What to work on:
Copy the lines of the items word for word, from the line containing "of the bolt" through the last line of the items, both included.

Data to use:
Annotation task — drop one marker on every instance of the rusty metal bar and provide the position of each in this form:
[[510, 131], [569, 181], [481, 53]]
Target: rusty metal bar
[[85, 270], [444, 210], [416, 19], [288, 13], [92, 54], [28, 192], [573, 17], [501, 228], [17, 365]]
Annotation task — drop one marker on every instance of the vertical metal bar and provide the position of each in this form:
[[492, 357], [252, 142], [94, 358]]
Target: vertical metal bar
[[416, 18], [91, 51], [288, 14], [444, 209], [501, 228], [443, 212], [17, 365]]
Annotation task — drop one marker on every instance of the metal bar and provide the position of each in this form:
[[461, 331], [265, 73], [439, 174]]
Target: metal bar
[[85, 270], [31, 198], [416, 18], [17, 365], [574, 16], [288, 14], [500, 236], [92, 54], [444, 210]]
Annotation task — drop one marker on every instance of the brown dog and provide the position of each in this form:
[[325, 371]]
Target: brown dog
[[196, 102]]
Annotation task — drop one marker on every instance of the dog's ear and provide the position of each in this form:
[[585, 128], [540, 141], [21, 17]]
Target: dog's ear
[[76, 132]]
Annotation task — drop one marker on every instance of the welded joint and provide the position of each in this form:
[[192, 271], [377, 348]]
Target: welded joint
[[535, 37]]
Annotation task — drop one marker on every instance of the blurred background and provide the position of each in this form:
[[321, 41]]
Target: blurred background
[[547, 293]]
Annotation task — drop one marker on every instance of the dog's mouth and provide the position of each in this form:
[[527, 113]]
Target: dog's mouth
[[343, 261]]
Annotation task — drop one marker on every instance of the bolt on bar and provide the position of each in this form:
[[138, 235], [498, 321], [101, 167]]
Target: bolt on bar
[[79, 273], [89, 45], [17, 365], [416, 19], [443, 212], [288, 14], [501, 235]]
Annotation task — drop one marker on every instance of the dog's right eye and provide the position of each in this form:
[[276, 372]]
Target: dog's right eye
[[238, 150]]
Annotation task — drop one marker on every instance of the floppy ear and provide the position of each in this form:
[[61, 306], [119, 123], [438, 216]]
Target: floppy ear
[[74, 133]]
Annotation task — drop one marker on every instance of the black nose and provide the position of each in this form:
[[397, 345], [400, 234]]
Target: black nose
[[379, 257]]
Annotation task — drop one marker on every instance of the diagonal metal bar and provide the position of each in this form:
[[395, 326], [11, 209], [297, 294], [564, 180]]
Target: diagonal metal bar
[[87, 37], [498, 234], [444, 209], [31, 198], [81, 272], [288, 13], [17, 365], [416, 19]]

Exercise output:
Annotation task — drop one marker on every instance of the bolt on bar and provide the position of each in this form:
[[138, 235], [498, 321], [101, 167]]
Target: bolt on bar
[[79, 273], [89, 45], [17, 365], [416, 19], [443, 212], [288, 14], [501, 235]]
Annotation task — drop one marker on every instance of the dog's right eye and provide the position of each in this form:
[[276, 372]]
Target: dog's right eye
[[238, 150]]
Annotation task — drop one marker on every instance of the floppy ear and provide the position of each in this form:
[[61, 306], [119, 123], [438, 216]]
Target: floppy ear
[[74, 133]]
Annotation task — drop one marker on every instance of the black nose and provide the position of each in this form:
[[397, 345], [400, 234]]
Target: black nose
[[379, 257]]
Annotation task — drop one marker on every instance of the diagonal metal bar and provide the position of each in this form:
[[395, 326], [11, 209], [297, 294], [564, 180]]
Target: diagonal metal bar
[[87, 37], [498, 234], [444, 209], [31, 198], [81, 272], [288, 13], [17, 365], [416, 19]]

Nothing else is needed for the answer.